--- EXCERPTED RECORDS Enclosed Below ---

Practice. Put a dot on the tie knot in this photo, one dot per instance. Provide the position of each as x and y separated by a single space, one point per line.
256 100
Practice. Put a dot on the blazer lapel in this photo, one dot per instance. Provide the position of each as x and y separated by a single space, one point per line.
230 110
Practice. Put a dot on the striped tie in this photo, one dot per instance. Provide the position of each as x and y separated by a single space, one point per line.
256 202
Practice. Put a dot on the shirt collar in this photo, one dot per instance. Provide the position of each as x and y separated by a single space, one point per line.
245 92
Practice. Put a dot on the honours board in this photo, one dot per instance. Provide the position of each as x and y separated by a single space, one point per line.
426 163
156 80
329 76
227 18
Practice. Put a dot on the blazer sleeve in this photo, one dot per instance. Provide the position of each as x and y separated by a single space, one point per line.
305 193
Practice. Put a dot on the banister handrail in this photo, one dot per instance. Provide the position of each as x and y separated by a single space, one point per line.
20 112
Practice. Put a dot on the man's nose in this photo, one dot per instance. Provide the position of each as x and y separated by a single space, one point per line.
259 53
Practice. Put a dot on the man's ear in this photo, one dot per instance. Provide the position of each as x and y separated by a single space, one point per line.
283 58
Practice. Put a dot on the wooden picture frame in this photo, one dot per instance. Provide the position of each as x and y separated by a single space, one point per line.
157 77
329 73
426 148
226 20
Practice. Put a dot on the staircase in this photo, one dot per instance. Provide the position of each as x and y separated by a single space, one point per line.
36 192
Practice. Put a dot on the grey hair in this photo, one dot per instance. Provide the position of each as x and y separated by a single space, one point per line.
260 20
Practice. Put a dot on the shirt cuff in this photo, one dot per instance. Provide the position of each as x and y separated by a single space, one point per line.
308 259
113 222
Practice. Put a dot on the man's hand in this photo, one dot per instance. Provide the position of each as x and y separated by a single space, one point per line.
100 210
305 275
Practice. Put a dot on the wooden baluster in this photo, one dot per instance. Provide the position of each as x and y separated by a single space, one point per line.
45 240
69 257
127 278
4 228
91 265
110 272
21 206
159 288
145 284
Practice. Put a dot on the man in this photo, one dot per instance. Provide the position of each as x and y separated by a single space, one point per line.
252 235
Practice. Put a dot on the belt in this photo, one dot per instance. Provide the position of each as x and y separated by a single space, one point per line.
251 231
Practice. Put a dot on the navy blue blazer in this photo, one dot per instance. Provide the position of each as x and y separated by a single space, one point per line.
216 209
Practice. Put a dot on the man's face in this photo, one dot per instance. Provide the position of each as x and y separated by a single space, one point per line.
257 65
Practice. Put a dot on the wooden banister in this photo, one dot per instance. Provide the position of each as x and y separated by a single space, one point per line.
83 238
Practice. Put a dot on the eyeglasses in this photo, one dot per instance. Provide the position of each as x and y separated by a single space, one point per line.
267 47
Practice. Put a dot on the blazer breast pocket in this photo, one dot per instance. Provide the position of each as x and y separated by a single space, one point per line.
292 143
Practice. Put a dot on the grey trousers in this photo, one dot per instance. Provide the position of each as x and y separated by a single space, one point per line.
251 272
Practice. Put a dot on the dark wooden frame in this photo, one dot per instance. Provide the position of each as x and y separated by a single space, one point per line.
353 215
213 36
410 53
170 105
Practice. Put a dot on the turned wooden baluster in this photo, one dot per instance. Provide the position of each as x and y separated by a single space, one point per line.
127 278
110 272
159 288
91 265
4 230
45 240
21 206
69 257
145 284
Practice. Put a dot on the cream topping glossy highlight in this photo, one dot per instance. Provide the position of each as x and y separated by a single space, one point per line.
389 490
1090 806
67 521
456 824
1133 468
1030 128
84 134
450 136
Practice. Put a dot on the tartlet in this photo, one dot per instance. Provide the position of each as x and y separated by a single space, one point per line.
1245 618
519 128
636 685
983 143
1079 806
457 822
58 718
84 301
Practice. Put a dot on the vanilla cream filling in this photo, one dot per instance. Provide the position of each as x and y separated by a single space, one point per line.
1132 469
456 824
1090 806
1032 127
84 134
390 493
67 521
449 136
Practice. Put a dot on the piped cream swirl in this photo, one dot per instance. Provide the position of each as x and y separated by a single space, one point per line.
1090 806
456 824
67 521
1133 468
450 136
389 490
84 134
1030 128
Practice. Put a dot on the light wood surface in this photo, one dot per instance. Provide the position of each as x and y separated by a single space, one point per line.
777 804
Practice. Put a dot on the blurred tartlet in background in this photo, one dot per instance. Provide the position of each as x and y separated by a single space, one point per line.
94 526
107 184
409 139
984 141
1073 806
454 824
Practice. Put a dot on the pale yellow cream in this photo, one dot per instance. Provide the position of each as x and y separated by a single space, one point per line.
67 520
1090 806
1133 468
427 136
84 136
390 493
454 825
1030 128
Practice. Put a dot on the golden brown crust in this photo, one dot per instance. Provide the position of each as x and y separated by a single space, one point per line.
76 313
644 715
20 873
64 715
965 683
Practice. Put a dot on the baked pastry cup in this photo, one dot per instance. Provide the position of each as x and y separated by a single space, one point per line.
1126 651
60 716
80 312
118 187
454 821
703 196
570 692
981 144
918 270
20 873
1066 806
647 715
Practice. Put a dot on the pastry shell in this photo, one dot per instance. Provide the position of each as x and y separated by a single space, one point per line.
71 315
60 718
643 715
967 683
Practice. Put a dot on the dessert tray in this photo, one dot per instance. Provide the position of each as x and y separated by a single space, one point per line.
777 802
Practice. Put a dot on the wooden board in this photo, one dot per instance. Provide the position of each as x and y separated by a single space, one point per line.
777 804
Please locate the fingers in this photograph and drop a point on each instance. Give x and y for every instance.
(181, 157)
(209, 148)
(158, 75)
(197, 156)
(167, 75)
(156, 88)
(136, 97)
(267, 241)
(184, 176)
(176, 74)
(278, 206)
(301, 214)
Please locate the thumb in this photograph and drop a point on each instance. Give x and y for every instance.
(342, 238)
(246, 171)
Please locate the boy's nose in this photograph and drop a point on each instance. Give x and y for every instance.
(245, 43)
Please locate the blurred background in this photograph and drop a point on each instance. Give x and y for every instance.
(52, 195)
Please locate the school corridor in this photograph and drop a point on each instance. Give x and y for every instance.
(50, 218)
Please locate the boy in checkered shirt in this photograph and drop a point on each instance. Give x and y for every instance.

--- End of Enclosed EXCERPTED RECORDS ---

YOUR INSTRUCTIONS »
Word for word, copy out the data.

RESULT FOR THIS TASK »
Practice. Put a dot on the tie knot in this photo, one dot per instance. Provide the position of each as x and y separated by a single space, one point per line.
256 100
Practice. Put a dot on the blazer lapel in this photo, one dot per instance. Provide the position of each as x and y separated by a single space, one point per line.
230 110
Practice. Put a dot on the striped tie in this photo, one dot per instance. Provide the position of each as x and y separated by a single space, one point per line.
256 202
Practice. Put a dot on the shirt collar in this photo, one dot per instance. Provide the position of each as x and y separated by a single space, one point per line.
245 92
Practice. Put a dot on the honours board in this photo, one dot per instance. Provide the position of each as x and y separated by a single space, one point per line.
426 163
156 80
329 76
227 18
Practice. Put a dot on the blazer sleeve in this photo, one dot per instance. Provide the position of each as x and y separated by a single space, one point per line.
305 193
Practice. Put a dot on the banister handrail in this photo, one dot per instance. Provide the position of each as x and y separated by a single space, one point per line.
20 112
Practice. Put a dot on the man's nose in this photo, one dot per instance. Provide the position of each as x and y separated by a single space, one point per line.
259 53
Practice. Put a dot on the man's ear in this photo, one dot per instance. Provide the position of each as x and y separated by a single space, one point per line.
283 58
Practice. Put a dot on the wooden picture frame in this photo, one dot per instance. Provide the position of each as x and y separated by a single space, one point per line.
157 77
329 73
426 148
226 20
Practice. Put a dot on the staircase in this photo, one dot per instance. Provide the position of each as x and y separated by a single space, one point per line.
36 192
Practice. Put a dot on the grey hair in this photo, one dot per instance. Provide the position of each as x and y separated by a single space, one point per line.
260 20
Practice. Put a dot on the shirt cuff in this photo, one dot per instance. Provide the position of each as x and y separated by a single space, one point per line.
308 259
113 222
Practice. Put a dot on the man's hand in this photo, one dot per instance. Provide the position of each as x and y separated by a single space, one point per line.
100 210
305 275
Practice. Put a dot on the wooden baluster in this photo, one dot per instance. Provide the position of each as x and y separated by a single space, one point per line.
45 240
69 257
127 278
4 228
91 265
110 272
21 206
159 288
145 284
Practice. Put a dot on the man in this photo, one dot per instance. Provide the position of each as x and y separated by a single space, one point per line.
252 235
Practice. Put a dot on the belt in this photo, one dot per instance. Provide the position of each as x and y separated by a single space, one point per line.
251 231
Practice. Put a dot on the navy blue blazer in this photo, one dot per instance. Provide the position of each as x and y separated by a single space, one point per line.
216 209
Practice. Put a dot on the man's face in this photo, one dot per instance. Provide the position of each as x and y separated by a single space, one point per line.
257 65
Practice. Put a dot on the wooden banister in this photo, one dot per instance. Provide the position of each as x and y separated by a single space, one point per line.
83 238
Practice. Put a dot on the eyeglasses in this photo, one dot per instance. Provide the position of each as x and y separated by a single space, one point per line.
267 47
Practice. Put a dot on the blazer breast pocket in this photo, one dot per instance. Provide the position of each as x and y separated by a single space, one point per line.
292 143
Practice. Put a dot on the grey trousers in this photo, one dot per instance. Provide the position of each as x and y separated by a single space, one point per line.
251 272
Practice. Put a dot on the dark wooden frame in this photo, one dot per instance. Provide the position of each as x and y separated by a single space, one point per line.
353 215
213 36
410 53
170 105
Practice. Put a dot on the turned wooden baluster in this photo, one dot per instance. Provide the position of each as x and y separated by a single space, one point per line.
127 278
110 272
159 288
91 265
4 230
45 240
21 206
69 257
145 284
Practice. Put a dot on the cream topping glossy highlight in this photo, one dot per instance. Provide the position of each as x and y separated by a single space, one point per line.
389 490
1090 806
67 521
456 824
1133 468
1030 128
84 134
450 136
Practice. Put a dot on the tartlet in this photo, one dot per instance. Provide the position of each as x and y separated by a single space, one point per line.
1245 618
519 128
636 685
983 143
1079 806
457 822
58 718
84 301
Practice. Put a dot on the vanilla cream filling in this photo, one dot per instance. Provide the position of each as x and y separated by a single space, one point per line.
1132 469
456 824
1090 806
1032 127
84 134
390 493
67 521
449 136
Practice. Put a dot on the piped cream swirl in this photo, one dot per instance. Provide the position of each as x and y separated by a single space, one point per line.
1090 806
456 824
67 521
1133 468
450 136
389 490
84 134
1030 128
Practice. Put a dot on the light wood surface in this photo, one dot per instance. Provide the position of each as x and y separated by a single space, one point per line.
777 804
Practice. Put a dot on the blurred tartlet in background in this photo, one dot per instance. Provide the position of each as x and y separated by a single space, one point per line.
94 526
107 184
409 139
984 141
1073 806
454 824
Practice. Put a dot on the pale yellow cream in this photo, one dot per instance. Provide the position of each as x and y separated by a single space, one point per line.
67 520
1090 806
1133 468
427 136
84 136
390 493
454 825
1030 128
Practice. Put a dot on the golden brown crust in this photo, one dot per instance. Provide the position of each as x and y separated by a single space, one point per line.
76 313
644 715
20 873
64 715
965 683
Practice. Put a dot on the baked pastry cup in this photo, one dot per instance. Provide the position of each as x and y separated by a single space, one point per line.
1126 651
60 716
80 312
118 187
454 821
703 196
570 692
981 144
918 270
20 873
1066 806
647 715
Practice. Put a dot on the pastry shell in this photo, one dot per instance. Provide the position of each as x and y separated by a single space, one point per line.
71 315
60 718
643 715
967 683
Practice. Put a dot on the dessert tray in this photo, one dot per instance. Provide the position of each as x and y separated by a single space, one point per line.
777 802
Practice. Put a dot on the wooden board in this photo, one dot per instance. Provide the position of each as x and y separated by a single space, one point per line.
777 804
Please locate the fingers in this photograph and drop a point on each instance. Give x and y for every instance.
(181, 157)
(209, 148)
(158, 75)
(197, 156)
(167, 75)
(156, 88)
(136, 97)
(267, 241)
(184, 176)
(176, 74)
(278, 206)
(301, 214)
Please locate the thumb in this photograph and drop a point on each instance. Give x and y for every instance.
(342, 238)
(246, 171)
Please locate the boy's nose in this photograph and drop a point on each instance. Give x and y for every instance.
(245, 43)
Please locate the blurred background in this photograph and drop a point on each instance. Give x and y for every instance.
(52, 195)
Please locate the school corridor in this photograph and drop a point on each instance. Give x and y for every instance.
(50, 218)
Please locate the boy in checkered shirt in this photograph and drop a point on each instance. Give x and y for every instance.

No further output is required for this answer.